-- start Selected text --

OAKLAND -- When the pollen is swirling and the stakes are raised, Andre Iguodala seems to know what to do, when to do it and, most of all, how it will affect his Warriors teammates.
That's why Iguodala was the first trick Steve Kerr, with help from assistant coach Mike Brown, pulled out of his postseason coaching bag.
It was Game 1 of the first-round series against the savvy underdog San Antonio Spurs and Kerr was seeking a specific result with a particular style. So he dialed up Iguodala, a veteran wing and the team's Sixth Man, to start -- at point guard.
"I just wanted to put our best defensive lineup on the floor from the beginning," Kerr said after a 113-92 victory Saturday at Oracle Arena. "The whole point of these games early in the series is to re-establish our defense. You guys already know, over the last month or so, our defense has been subpar.
"You can't win in this league in the playoffs unless you defend, and they defended tonight. We went with our best defensive group."

-- end Selected text --
-- start The input --

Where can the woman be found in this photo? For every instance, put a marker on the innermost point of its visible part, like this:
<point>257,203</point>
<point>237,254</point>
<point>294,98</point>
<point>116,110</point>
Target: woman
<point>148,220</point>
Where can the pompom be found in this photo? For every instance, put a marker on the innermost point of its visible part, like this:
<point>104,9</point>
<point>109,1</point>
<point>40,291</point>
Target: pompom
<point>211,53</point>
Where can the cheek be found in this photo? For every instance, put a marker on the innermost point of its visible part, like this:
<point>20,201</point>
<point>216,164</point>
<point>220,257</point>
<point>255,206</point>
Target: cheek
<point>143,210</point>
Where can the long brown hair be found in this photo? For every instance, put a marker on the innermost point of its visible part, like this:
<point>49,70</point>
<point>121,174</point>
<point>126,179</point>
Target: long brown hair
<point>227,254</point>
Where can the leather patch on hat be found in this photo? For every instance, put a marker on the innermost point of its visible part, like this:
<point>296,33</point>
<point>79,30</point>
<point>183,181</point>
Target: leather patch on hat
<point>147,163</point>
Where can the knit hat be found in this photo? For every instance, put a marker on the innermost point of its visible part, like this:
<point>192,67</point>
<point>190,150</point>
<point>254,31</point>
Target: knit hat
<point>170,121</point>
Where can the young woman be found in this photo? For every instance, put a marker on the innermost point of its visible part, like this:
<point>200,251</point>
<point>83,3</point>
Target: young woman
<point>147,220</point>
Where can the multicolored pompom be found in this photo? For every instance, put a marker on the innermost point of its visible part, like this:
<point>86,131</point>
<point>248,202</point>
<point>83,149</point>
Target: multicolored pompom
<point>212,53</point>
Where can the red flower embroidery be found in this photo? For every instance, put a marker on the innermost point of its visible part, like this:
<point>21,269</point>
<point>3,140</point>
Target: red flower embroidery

-- end The input --

[Directions]
1) Write out the portion of the Warriors article starting at "OAKLAND -- When" and ending at "at point guard.".
2) Reproduce the lines of the listing starting at the line that contains "Where can the multicolored" and ending at the final line of the listing.
The article and the listing are unrelated to each other.

[Solutions for each task]
1)
OAKLAND -- When the pollen is swirling and the stakes are raised, Andre Iguodala seems to know what to do, when to do it and, most of all, how it will affect his Warriors teammates.
That's why Iguodala was the first trick Steve Kerr, with help from assistant coach Mike Brown, pulled out of his postseason coaching bag.
It was Game 1 of the first-round series against the savvy underdog San Antonio Spurs and Kerr was seeking a specific result with a particular style. So he dialed up Iguodala, a veteran wing and the team's Sixth Man, to start -- at point guard.

2)
Where can the multicolored pompom be found in this photo? For every instance, put a marker on the innermost point of its visible part, like this:
<point>86,131</point>
<point>248,202</point>
<point>83,149</point>
Target: multicolored pompom
<point>212,53</point>
Where can the red flower embroidery be found in this photo? For every instance, put a marker on the innermost point of its visible part, like this:
<point>21,269</point>
<point>3,140</point>
Target: red flower embroidery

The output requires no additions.